Task description | Pull out every line of the records below that contains the word "grass", and treat uppercase and lowercase as different.

___ Input records ___

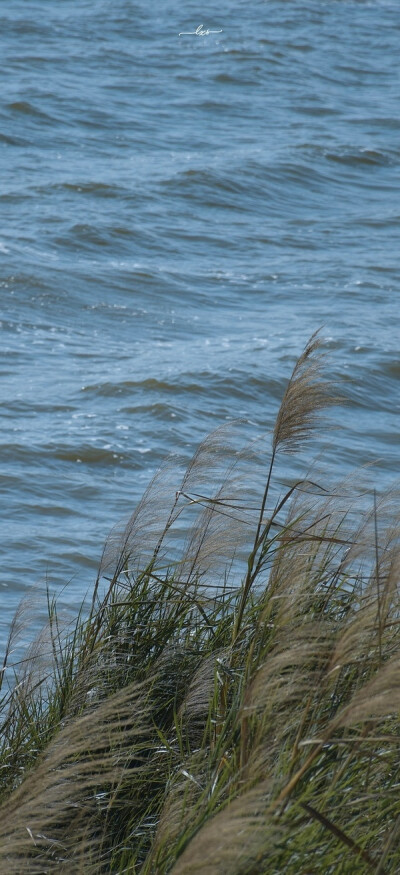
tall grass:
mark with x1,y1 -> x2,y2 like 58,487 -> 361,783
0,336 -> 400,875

___
___ Input records ___

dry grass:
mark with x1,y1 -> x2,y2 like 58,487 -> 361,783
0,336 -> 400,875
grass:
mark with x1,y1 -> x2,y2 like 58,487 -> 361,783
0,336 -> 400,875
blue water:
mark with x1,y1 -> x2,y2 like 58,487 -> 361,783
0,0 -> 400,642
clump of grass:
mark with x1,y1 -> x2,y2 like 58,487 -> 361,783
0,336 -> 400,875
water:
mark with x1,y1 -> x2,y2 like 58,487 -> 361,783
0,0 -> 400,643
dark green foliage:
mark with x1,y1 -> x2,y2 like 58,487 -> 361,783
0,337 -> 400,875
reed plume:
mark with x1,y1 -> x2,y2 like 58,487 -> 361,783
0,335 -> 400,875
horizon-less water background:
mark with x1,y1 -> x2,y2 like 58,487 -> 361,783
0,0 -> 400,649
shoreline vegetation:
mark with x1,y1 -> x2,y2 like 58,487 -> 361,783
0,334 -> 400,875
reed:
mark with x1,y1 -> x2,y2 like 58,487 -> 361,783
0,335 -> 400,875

___
___ Input records ___

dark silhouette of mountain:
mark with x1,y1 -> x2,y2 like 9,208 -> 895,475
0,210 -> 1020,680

___

Task solution |
tall grass:
dry grass:
grass:
clump of grass:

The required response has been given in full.